Task goal — Pictures stay out of the copy; set down each line of the listing below exactly.

Stored dataset items:
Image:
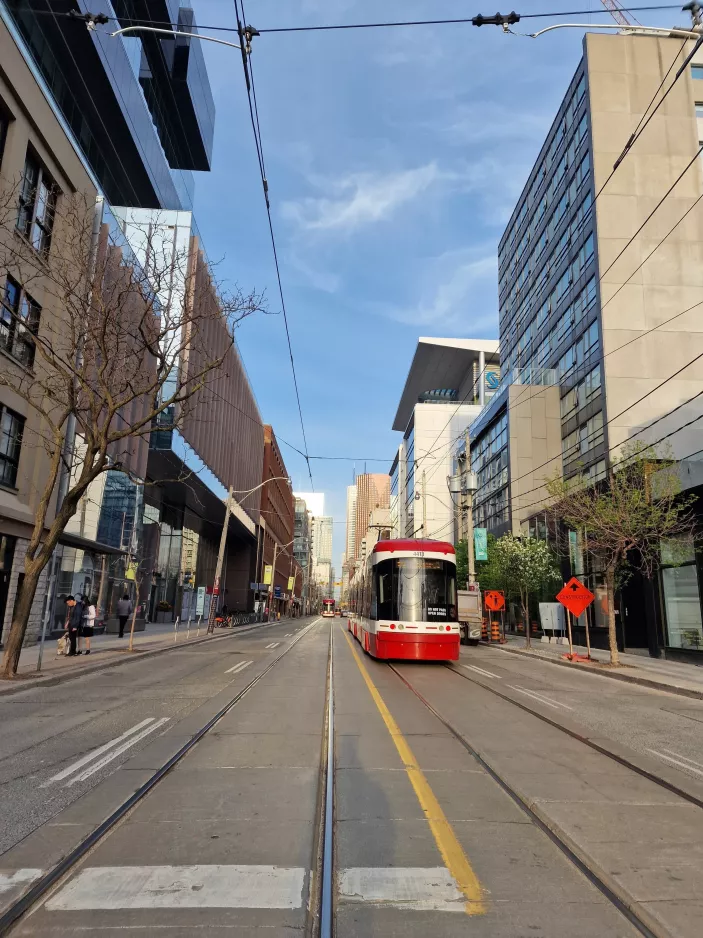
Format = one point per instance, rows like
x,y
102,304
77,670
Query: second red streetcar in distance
x,y
403,604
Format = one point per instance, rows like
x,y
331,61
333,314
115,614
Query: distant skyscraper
x,y
314,500
322,540
351,522
373,490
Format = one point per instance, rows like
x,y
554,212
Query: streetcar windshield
x,y
414,589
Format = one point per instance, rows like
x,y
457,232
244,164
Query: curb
x,y
586,669
24,684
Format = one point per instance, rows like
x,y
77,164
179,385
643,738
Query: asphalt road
x,y
47,734
429,837
660,725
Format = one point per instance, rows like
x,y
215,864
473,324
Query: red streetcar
x,y
403,604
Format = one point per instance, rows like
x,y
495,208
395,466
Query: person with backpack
x,y
73,623
124,608
87,629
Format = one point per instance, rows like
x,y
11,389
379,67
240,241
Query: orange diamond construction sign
x,y
575,596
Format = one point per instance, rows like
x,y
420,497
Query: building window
x,y
19,322
37,204
11,428
4,124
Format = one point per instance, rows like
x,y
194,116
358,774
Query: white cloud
x,y
459,292
362,198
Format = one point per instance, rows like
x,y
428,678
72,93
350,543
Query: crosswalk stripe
x,y
79,763
539,698
472,667
220,886
114,753
182,887
430,889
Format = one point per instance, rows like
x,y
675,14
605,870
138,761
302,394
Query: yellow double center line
x,y
451,850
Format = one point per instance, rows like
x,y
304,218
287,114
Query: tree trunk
x,y
20,619
612,635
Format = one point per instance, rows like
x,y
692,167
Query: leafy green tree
x,y
526,566
627,518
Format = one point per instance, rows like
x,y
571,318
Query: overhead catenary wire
x,y
246,62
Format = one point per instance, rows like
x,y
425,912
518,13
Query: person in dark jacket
x,y
74,622
124,608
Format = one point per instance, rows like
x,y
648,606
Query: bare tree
x,y
626,517
118,350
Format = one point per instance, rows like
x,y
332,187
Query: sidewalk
x,y
106,651
672,676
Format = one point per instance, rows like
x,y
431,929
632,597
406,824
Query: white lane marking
x,y
430,889
182,887
682,764
539,698
64,773
472,667
12,879
113,754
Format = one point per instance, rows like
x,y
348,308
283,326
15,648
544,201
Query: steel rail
x,y
621,760
33,895
559,841
328,843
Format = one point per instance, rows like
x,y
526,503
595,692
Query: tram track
x,y
580,737
60,872
608,888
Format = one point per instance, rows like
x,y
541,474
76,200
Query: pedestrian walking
x,y
74,621
89,623
124,608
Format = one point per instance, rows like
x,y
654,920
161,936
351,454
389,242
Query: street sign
x,y
494,600
200,602
575,596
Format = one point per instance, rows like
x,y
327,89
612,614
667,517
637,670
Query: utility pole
x,y
424,506
220,561
273,579
469,510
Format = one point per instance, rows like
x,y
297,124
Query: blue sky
x,y
394,158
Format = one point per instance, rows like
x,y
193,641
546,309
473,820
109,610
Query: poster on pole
x,y
480,544
200,601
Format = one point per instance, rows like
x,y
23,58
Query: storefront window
x,y
682,601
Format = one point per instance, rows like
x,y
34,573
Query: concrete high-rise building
x,y
372,491
351,521
600,328
448,383
314,500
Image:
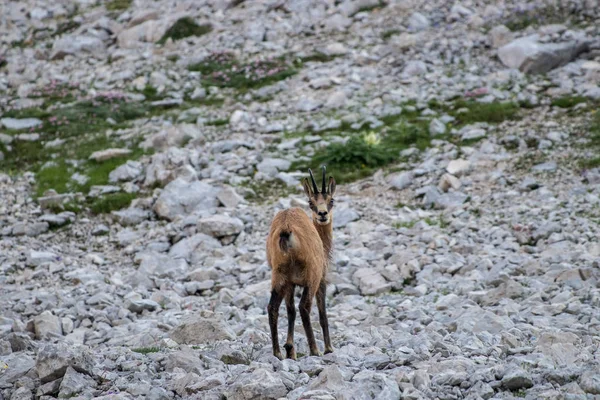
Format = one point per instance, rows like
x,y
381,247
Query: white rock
x,y
200,329
47,325
448,181
401,180
418,22
107,154
414,68
76,45
337,99
23,123
500,35
181,197
530,56
458,167
437,127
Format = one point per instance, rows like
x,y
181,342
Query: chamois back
x,y
295,250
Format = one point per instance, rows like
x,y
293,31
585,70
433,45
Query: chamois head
x,y
320,203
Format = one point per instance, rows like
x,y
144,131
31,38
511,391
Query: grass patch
x,y
111,202
146,350
369,8
118,5
364,153
151,94
495,112
521,18
594,131
407,224
66,26
218,122
221,69
185,27
568,101
80,127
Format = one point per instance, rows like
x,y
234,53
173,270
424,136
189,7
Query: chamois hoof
x,y
290,351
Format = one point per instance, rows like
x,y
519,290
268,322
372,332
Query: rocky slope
x,y
146,146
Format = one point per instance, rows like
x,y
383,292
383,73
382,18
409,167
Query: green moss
x,y
118,5
66,26
369,8
185,27
218,122
55,177
315,57
407,224
364,153
568,101
223,70
146,350
494,112
111,202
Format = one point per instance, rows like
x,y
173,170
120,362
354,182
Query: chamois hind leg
x,y
273,309
305,306
321,294
291,309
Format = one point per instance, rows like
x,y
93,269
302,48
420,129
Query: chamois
x,y
299,253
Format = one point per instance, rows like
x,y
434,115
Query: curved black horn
x,y
312,178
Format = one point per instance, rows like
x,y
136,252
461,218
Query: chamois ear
x,y
331,186
307,188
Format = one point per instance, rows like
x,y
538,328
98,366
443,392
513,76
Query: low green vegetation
x,y
146,350
369,7
316,57
222,69
111,202
471,111
406,224
218,122
118,5
68,136
364,153
568,101
594,144
185,27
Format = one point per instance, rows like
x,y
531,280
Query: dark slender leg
x,y
305,306
273,310
291,309
321,294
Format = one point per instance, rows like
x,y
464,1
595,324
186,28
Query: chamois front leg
x,y
305,306
273,310
321,294
291,309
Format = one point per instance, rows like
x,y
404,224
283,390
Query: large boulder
x,y
181,197
221,227
530,56
77,45
53,361
201,329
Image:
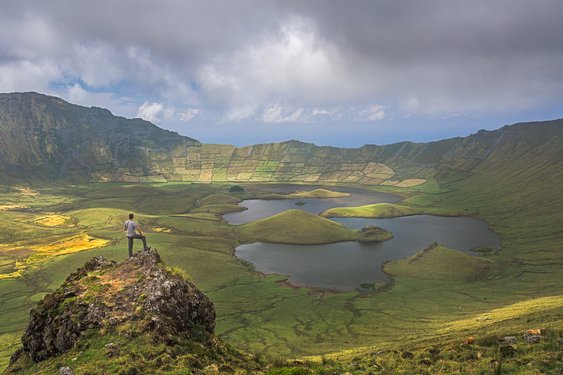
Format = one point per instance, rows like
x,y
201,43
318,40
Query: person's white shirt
x,y
131,228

Answer to the exercise —
Image:
Format = one point per instance, rows like
x,y
102,304
77,670
Query: second red streetcar in distance
x,y
403,604
Format = one point per instance, rows like
x,y
331,61
333,314
115,614
Query: distant skyscraper
x,y
314,500
322,540
351,522
373,490
Format = one point per instance, rows like
x,y
554,212
Query: streetcar windshield
x,y
414,589
Format = one point per instance, rows like
x,y
457,232
244,164
Query: curb
x,y
586,669
24,684
Format = one point per instance, rows like
x,y
77,164
179,385
643,738
Query: asphalt road
x,y
47,734
429,837
660,725
Format = one point per instance, rows like
x,y
215,864
473,324
Query: red streetcar
x,y
403,604
Format = one point per instance, rows like
x,y
495,208
395,466
Query: person with backpack
x,y
73,623
124,608
87,629
Format = one point per instance, rows like
x,y
11,389
379,67
240,241
Query: orange diamond construction sign
x,y
575,596
Format = one point per instance, rows like
x,y
420,497
Query: building window
x,y
19,322
37,204
11,428
4,124
Format = one point per instance, rows like
x,y
194,116
358,774
Query: white cloud
x,y
459,292
362,198
Format = one point per instance, rows like
x,y
428,678
72,93
350,543
Query: crosswalk stripe
x,y
79,763
539,698
472,667
220,886
114,753
182,887
430,889
Format = one point per instance, rows like
x,y
675,14
605,870
138,761
302,394
Query: yellow double center line
x,y
451,850
Format = one point per instance, rows like
x,y
304,218
287,114
Query: tree trunk
x,y
20,619
612,635
Format = one point per instance, rows like
x,y
692,167
Query: leafy green tree
x,y
526,566
627,518
Format = one point per instance, rows like
x,y
571,318
Query: overhead catenary wire
x,y
246,62
Format = one point per instance, rows like
x,y
425,912
518,13
Query: person in dark jacket
x,y
74,622
124,608
Format = one point per instance, rows like
x,y
648,606
Query: bare tree
x,y
626,517
118,350
Format = one point per instance, rows like
x,y
332,187
Query: sidewalk
x,y
106,651
672,676
Format = one point per instance, rows like
x,y
431,929
632,597
406,824
Query: white lane marking
x,y
430,889
182,887
682,764
539,698
64,773
472,667
12,879
113,754
Format = one point per instance, rows like
x,y
348,308
283,326
15,648
544,201
Query: steel rail
x,y
621,760
33,895
559,841
328,843
Format = one point per instance, rows like
x,y
526,503
595,692
Query: tram track
x,y
580,737
60,872
608,888
Format = one point per instance, rows like
x,y
541,474
76,200
Query: pedestrian walking
x,y
74,621
89,623
124,608
Format = one point per instance, rows like
x,y
654,920
161,936
351,454
389,242
Query: street sign
x,y
494,600
200,602
575,596
Format = one point per instance, rows like
x,y
327,89
612,614
667,517
637,670
Query: utility pole
x,y
424,506
220,561
273,579
469,510
Format = one point per instance, rows like
x,y
297,124
Query: blue sky
x,y
394,158
Format = one point per instance, rows like
x,y
193,641
546,309
473,820
109,610
Query: poster on pole
x,y
480,544
200,601
Format = one point per instance, rows like
x,y
23,58
Query: storefront window
x,y
682,601
Format = one point per instance, rows like
x,y
34,573
Query: concrete high-rise building
x,y
372,491
351,521
600,328
448,383
314,500
Image:
Format = one point per instance, rows like
x,y
381,247
Query: white rock
x,y
200,329
47,325
448,181
401,180
418,22
107,154
414,68
76,45
337,99
23,123
500,35
181,197
530,56
458,167
437,127
Format = one point per instance, rows like
x,y
181,342
Query: chamois back
x,y
295,250
Format = one point per instance, rows like
x,y
293,31
585,70
433,45
Query: chamois head
x,y
320,203
Format = one point per instance, rows like
x,y
144,131
31,38
511,391
Query: grass patch
x,y
111,202
146,350
369,8
118,5
364,153
151,94
495,112
521,18
594,131
407,224
66,26
218,122
221,69
185,27
568,101
80,127
Format = one point per instance, rows like
x,y
234,53
173,270
424,136
189,7
Query: chamois hoof
x,y
290,351
Format = one point per instance, rows like
x,y
519,290
268,322
372,332
Query: rocky slope
x,y
146,146
Format = one point per instance, rows like
x,y
383,292
383,73
382,18
409,167
Query: green moss
x,y
118,5
66,26
369,8
185,27
218,122
55,177
315,57
407,224
364,153
568,101
223,70
146,350
494,112
111,202
Format = one point per instance, rows like
x,y
173,170
120,362
354,182
Query: chamois hind leg
x,y
273,309
305,306
321,294
291,309
Format = one point per instance, rows like
x,y
93,269
302,48
420,129
Query: chamois
x,y
299,253
Format = one point per instance, rows like
x,y
434,115
Query: curved black horn
x,y
312,178
Format = one point per instance, rows like
x,y
136,252
461,218
Query: chamois ear
x,y
331,186
307,188
Format = one point per instance, rows like
x,y
538,328
98,366
443,392
513,76
Query: low green vegetation
x,y
146,350
369,7
316,57
222,69
111,202
471,111
406,224
218,122
118,5
68,136
364,153
568,101
594,144
185,27
Format = one point per instance, rows like
x,y
531,280
Query: dark slender leg
x,y
305,306
273,310
291,309
321,294
Format = one point per instance, rows like
x,y
464,1
595,324
186,28
Query: chamois front leg
x,y
305,306
273,310
321,294
291,309
Format = one point per instance, rows like
x,y
404,224
283,390
Query: large boulder
x,y
181,197
221,227
530,56
77,45
53,361
201,329
Image:
Format = one point per instance, rows like
x,y
201,43
318,40
Query: person's white shirt
x,y
131,228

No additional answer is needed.